- [THE RECORDS]:
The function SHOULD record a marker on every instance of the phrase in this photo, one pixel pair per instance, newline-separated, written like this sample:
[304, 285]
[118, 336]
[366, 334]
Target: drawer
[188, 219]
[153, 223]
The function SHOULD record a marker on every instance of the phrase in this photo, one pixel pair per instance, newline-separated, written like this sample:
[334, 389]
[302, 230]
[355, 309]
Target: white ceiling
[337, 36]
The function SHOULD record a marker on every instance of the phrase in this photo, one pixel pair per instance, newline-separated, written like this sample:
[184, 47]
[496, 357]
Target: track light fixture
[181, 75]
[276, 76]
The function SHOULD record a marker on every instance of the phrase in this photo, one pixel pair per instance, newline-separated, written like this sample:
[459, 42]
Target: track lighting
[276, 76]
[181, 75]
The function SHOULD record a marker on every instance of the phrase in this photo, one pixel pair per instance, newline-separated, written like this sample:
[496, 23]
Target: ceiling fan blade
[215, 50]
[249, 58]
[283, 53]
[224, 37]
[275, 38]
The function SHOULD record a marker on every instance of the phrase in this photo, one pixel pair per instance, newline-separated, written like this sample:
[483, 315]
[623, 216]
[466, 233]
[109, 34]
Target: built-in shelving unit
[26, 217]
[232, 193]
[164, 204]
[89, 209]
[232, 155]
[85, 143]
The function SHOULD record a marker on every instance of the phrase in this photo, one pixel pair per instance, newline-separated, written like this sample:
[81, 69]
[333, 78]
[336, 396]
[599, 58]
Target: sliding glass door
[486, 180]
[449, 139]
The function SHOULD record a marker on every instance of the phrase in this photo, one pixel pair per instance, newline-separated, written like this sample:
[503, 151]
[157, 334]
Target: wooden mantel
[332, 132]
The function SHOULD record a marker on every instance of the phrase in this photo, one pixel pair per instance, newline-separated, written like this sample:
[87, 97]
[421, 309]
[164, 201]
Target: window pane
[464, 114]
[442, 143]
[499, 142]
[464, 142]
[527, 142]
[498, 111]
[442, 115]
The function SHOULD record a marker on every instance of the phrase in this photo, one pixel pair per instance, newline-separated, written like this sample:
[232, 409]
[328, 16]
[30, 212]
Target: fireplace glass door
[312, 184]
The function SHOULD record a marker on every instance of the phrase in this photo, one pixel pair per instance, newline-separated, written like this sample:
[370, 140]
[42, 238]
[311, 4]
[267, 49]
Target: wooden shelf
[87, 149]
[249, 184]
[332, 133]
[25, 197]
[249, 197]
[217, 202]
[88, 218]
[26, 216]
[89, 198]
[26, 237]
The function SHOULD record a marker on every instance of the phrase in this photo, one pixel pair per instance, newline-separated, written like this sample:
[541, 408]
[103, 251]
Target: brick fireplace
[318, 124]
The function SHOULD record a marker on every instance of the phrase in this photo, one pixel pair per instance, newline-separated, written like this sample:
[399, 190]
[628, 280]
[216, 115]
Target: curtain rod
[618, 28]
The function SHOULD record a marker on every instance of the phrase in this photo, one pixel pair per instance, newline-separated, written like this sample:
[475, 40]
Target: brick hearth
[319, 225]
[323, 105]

--

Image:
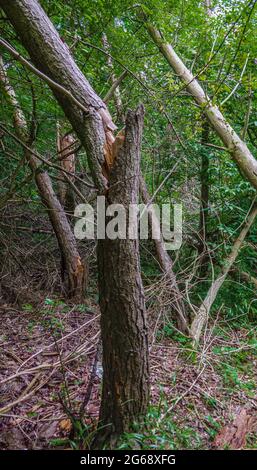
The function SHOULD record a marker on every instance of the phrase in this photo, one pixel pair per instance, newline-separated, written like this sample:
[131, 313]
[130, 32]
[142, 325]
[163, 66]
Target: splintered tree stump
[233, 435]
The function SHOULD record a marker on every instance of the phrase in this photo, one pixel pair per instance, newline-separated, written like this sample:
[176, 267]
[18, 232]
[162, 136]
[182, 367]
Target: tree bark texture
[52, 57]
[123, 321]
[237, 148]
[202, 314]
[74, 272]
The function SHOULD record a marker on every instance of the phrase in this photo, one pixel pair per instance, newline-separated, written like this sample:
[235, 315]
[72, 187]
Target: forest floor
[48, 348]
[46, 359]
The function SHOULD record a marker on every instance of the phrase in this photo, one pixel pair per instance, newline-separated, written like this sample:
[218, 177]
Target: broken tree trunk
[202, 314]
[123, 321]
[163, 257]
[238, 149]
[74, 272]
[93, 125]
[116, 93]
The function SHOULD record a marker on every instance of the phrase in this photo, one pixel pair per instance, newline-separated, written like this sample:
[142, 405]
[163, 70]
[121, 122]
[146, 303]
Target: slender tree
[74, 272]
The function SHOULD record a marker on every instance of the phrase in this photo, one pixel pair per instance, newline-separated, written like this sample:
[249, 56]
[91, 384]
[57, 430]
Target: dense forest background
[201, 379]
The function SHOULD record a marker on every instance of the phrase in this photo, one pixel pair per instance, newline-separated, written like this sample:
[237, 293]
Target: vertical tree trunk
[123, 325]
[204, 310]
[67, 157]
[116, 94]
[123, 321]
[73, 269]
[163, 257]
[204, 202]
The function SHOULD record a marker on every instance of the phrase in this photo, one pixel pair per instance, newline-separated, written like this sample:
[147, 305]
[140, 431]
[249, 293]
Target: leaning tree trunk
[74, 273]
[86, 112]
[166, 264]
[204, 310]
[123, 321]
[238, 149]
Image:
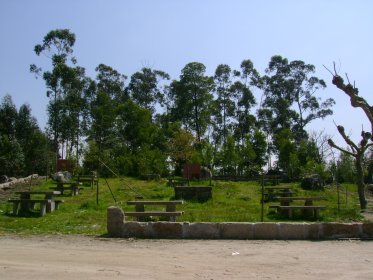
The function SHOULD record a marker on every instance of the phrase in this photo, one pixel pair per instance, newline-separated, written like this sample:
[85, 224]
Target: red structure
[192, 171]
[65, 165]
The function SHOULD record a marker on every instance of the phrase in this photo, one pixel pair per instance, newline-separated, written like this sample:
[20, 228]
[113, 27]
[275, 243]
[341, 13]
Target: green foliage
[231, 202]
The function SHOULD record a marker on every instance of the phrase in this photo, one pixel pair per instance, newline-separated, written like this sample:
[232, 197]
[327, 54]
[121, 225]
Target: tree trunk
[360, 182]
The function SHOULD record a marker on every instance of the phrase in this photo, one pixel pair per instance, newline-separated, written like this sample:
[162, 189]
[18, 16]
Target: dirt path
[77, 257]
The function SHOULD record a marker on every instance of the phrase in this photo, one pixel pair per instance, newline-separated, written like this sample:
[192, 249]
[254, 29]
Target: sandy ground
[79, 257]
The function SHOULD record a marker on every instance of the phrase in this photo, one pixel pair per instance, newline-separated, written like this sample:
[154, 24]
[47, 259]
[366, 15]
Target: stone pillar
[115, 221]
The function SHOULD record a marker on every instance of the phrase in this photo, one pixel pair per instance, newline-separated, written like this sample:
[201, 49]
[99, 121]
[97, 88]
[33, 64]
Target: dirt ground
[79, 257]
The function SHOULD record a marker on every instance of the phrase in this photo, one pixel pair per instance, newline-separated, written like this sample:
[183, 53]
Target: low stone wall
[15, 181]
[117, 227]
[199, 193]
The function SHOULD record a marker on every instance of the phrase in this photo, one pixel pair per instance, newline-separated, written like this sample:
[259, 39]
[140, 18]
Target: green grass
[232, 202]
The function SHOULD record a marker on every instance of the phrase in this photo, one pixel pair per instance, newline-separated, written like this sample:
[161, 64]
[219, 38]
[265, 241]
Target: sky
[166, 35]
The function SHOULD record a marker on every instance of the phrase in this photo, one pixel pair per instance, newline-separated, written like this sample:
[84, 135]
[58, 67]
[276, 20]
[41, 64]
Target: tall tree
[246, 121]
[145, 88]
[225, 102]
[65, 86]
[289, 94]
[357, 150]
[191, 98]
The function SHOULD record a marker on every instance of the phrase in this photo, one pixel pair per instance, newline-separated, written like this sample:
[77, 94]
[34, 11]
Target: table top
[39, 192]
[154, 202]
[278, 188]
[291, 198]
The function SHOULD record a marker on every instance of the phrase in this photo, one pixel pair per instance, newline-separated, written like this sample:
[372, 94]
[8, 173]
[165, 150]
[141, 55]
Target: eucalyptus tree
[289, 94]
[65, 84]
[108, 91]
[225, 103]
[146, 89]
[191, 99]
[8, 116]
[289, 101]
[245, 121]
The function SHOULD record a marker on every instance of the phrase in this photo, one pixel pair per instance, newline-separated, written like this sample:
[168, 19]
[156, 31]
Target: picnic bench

- [PROBLEM DESCRIPTION]: Show every line of the material above that contains the string "tree". Case counts.

- [TASK OUTPUT]:
Target: splintered tree stump
Target: tree bark texture
Target: broken tree trunk
Target: slender tree
Target: vertical tree trunk
Target: leaning tree trunk
Target: tree trunk
Target: tall tree
Target: eucalyptus tree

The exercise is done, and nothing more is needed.